Exercise brief:
Give the data a second time, exactly and in full.

Exercise material:
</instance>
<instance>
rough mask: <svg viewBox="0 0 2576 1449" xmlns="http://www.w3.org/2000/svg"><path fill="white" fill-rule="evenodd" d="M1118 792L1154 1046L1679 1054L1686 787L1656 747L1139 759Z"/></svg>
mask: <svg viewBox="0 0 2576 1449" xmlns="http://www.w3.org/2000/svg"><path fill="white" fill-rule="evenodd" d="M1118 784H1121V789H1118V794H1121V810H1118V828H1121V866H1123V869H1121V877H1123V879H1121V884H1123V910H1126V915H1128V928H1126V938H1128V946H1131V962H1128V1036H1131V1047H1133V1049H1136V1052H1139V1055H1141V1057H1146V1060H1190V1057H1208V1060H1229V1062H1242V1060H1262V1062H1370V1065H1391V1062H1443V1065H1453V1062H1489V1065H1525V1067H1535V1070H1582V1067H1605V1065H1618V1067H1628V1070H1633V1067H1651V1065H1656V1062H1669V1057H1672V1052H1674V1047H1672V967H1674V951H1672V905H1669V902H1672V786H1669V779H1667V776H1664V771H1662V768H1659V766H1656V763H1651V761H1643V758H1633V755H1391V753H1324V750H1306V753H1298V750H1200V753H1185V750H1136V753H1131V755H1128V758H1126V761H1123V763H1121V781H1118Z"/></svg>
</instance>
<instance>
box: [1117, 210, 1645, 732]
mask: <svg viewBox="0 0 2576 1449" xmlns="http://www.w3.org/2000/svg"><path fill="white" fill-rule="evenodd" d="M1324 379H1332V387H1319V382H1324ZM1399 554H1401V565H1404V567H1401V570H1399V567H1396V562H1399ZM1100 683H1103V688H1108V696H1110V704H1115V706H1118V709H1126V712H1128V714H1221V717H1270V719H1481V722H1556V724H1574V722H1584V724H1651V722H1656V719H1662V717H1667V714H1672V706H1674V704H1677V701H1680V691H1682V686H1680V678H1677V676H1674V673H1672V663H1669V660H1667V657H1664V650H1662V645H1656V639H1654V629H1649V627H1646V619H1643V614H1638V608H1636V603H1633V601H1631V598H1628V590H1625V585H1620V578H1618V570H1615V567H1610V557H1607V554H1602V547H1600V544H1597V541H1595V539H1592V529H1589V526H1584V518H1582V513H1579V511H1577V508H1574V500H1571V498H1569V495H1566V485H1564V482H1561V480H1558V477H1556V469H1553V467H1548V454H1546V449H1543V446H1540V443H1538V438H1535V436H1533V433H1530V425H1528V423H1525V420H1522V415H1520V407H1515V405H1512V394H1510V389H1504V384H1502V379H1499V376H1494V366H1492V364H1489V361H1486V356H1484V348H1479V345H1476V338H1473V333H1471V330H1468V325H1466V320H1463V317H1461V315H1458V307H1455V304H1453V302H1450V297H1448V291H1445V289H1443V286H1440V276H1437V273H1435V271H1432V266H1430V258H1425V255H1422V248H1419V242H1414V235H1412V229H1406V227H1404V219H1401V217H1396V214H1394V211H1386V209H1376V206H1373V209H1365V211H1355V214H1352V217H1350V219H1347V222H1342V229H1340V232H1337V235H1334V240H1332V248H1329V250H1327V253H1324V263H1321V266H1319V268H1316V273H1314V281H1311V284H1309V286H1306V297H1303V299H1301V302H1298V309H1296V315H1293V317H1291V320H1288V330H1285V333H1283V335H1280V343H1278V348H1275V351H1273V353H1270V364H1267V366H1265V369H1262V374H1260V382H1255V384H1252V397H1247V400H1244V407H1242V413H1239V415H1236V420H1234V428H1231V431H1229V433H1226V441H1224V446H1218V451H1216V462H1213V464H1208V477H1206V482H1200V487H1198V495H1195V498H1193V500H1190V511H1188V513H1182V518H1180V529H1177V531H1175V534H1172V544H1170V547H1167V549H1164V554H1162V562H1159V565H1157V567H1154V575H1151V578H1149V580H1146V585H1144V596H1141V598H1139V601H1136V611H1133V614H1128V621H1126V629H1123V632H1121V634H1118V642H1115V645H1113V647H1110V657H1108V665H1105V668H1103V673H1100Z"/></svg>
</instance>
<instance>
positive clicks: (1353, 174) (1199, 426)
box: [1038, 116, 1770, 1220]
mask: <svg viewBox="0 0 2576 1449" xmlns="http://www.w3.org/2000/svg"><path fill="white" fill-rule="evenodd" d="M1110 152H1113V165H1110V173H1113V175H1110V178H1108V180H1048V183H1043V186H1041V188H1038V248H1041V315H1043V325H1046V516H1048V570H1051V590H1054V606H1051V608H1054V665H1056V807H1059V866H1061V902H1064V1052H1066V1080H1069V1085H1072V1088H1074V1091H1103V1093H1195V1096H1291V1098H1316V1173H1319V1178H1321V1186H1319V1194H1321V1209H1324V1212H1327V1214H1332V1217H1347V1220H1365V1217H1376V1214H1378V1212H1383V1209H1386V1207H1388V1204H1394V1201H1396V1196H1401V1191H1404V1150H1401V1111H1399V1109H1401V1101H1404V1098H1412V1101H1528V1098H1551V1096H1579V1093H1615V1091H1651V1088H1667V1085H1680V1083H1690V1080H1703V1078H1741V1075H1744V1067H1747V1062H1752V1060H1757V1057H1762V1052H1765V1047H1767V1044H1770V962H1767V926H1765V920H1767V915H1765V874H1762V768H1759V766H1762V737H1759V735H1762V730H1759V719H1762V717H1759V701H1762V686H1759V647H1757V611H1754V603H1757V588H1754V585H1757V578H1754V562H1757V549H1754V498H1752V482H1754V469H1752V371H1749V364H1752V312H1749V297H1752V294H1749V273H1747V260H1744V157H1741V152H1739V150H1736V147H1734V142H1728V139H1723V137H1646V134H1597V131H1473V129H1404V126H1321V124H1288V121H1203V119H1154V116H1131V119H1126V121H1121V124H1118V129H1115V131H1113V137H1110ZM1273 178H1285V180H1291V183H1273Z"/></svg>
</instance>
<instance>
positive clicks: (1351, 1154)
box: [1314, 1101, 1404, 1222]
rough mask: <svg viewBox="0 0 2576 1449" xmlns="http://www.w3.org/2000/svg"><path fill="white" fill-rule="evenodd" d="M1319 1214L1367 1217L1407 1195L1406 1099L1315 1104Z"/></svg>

Solved exercise:
</instance>
<instance>
rough mask: <svg viewBox="0 0 2576 1449" xmlns="http://www.w3.org/2000/svg"><path fill="white" fill-rule="evenodd" d="M1118 792L1154 1046L1679 1054L1686 787L1656 747L1139 759Z"/></svg>
mask: <svg viewBox="0 0 2576 1449" xmlns="http://www.w3.org/2000/svg"><path fill="white" fill-rule="evenodd" d="M1118 784H1121V789H1118V794H1121V810H1118V828H1121V866H1123V869H1121V877H1123V879H1121V884H1123V910H1126V915H1128V928H1126V938H1128V946H1131V962H1128V1036H1131V1047H1133V1049H1136V1052H1139V1055H1141V1057H1146V1060H1190V1057H1208V1060H1229V1062H1242V1060H1262V1062H1370V1065H1391V1062H1443V1065H1453V1062H1489V1065H1525V1067H1535V1070H1582V1067H1605V1065H1618V1067H1628V1070H1633V1067H1651V1065H1656V1062H1669V1057H1672V1052H1674V1047H1672V967H1674V951H1672V905H1669V902H1672V786H1669V779H1667V776H1664V771H1662V768H1659V766H1656V763H1651V761H1643V758H1633V755H1391V753H1324V750H1306V753H1298V750H1200V753H1185V750H1136V753H1131V755H1128V758H1126V761H1123V763H1121V781H1118Z"/></svg>
</instance>
<instance>
box: [1117, 210, 1645, 732]
mask: <svg viewBox="0 0 2576 1449" xmlns="http://www.w3.org/2000/svg"><path fill="white" fill-rule="evenodd" d="M1324 379H1332V387H1319V382H1324ZM1399 554H1401V565H1404V567H1401V570H1399V567H1396V562H1399ZM1100 683H1103V688H1108V696H1110V704H1115V706H1118V709H1126V712H1128V714H1221V717H1270V719H1481V722H1556V724H1574V722H1584V724H1651V722H1656V719H1662V717H1667V714H1672V706H1674V704H1677V701H1680V691H1682V686H1680V678H1677V676H1674V673H1672V663H1669V660H1667V657H1664V650H1662V645H1656V639H1654V629H1649V627H1646V619H1643V614H1638V608H1636V603H1633V601H1631V598H1628V590H1625V585H1620V578H1618V570H1615V567H1610V557H1607V554H1602V547H1600V544H1597V541H1595V539H1592V529H1589V526H1584V518H1582V513H1579V511H1577V508H1574V500H1571V498H1569V495H1566V485H1564V482H1561V480H1558V477H1556V469H1553V467H1548V454H1546V449H1543V446H1540V443H1538V438H1535V436H1533V433H1530V425H1528V423H1525V420H1522V415H1520V407H1515V405H1512V394H1510V389H1504V384H1502V379H1499V376H1494V366H1492V364H1489V361H1486V356H1484V348H1479V345H1476V338H1473V333H1471V330H1468V325H1466V320H1463V317H1461V315H1458V307H1455V304H1453V302H1450V297H1448V291H1445V289H1443V286H1440V276H1437V273H1435V271H1432V266H1430V258H1425V255H1422V248H1419V242H1414V235H1412V229H1406V227H1404V219H1401V217H1396V214H1394V211H1386V209H1376V206H1373V209H1365V211H1355V214H1352V217H1350V219H1347V222H1342V229H1340V232H1337V235H1334V240H1332V248H1329V250H1327V253H1324V263H1321V266H1319V268H1316V273H1314V281H1311V284H1309V286H1306V297H1303V299H1301V302H1298V309H1296V315H1293V317H1291V320H1288V330H1285V333H1283V335H1280V343H1278V348H1275V351H1273V353H1270V364H1267V366H1265V369H1262V374H1260V382H1255V384H1252V397H1247V400H1244V407H1242V413H1239V415H1236V420H1234V428H1231V431H1229V433H1226V441H1224V446H1218V451H1216V462H1213V464H1208V477H1206V482H1200V487H1198V495H1195V498H1193V500H1190V511H1188V513H1182V518H1180V529H1177V531H1175V534H1172V544H1170V547H1167V549H1164V554H1162V562H1159V565H1157V567H1154V575H1151V578H1149V580H1146V585H1144V596H1141V598H1139V601H1136V611H1133V614H1128V621H1126V629H1123V632H1121V634H1118V642H1115V645H1113V647H1110V657H1108V665H1105V668H1103V673H1100Z"/></svg>
</instance>
<instance>
positive clicks: (1353, 174) (1199, 426)
box: [1038, 116, 1770, 1220]
mask: <svg viewBox="0 0 2576 1449" xmlns="http://www.w3.org/2000/svg"><path fill="white" fill-rule="evenodd" d="M1110 152H1113V165H1110V173H1113V175H1110V178H1108V180H1048V183H1043V186H1041V188H1038V248H1041V315H1043V325H1046V516H1048V570H1051V590H1054V606H1051V608H1054V665H1056V807H1059V866H1061V902H1064V1052H1066V1080H1069V1085H1072V1088H1074V1091H1103V1093H1195V1096H1291V1098H1316V1173H1319V1178H1321V1186H1319V1194H1321V1209H1324V1212H1327V1214H1332V1217H1347V1220H1365V1217H1376V1214H1378V1212H1383V1209H1386V1207H1388V1204H1394V1201H1396V1196H1401V1191H1404V1150H1401V1111H1399V1109H1401V1101H1404V1098H1412V1101H1528V1098H1551V1096H1579V1093H1615V1091H1651V1088H1667V1085H1680V1083H1690V1080H1703V1078H1741V1075H1744V1067H1747V1062H1752V1060H1757V1057H1762V1052H1765V1047H1767V1044H1770V962H1767V926H1765V920H1767V915H1765V874H1762V768H1759V766H1762V737H1759V735H1762V730H1759V719H1762V717H1759V701H1762V686H1759V647H1757V611H1754V603H1757V588H1754V585H1757V578H1754V562H1757V549H1754V498H1752V482H1754V469H1752V371H1749V364H1752V312H1749V297H1752V294H1749V273H1747V260H1744V157H1741V152H1739V150H1736V147H1734V142H1728V139H1723V137H1646V134H1597V131H1473V129H1404V126H1321V124H1288V121H1203V119H1154V116H1131V119H1126V121H1121V124H1118V129H1115V131H1113V137H1110ZM1273 178H1285V180H1291V183H1273Z"/></svg>
</instance>
<instance>
positive clicks: (1351, 1154)
box: [1314, 1101, 1404, 1222]
rough mask: <svg viewBox="0 0 2576 1449" xmlns="http://www.w3.org/2000/svg"><path fill="white" fill-rule="evenodd" d="M1319 1214L1367 1217L1407 1195L1406 1099L1315 1104Z"/></svg>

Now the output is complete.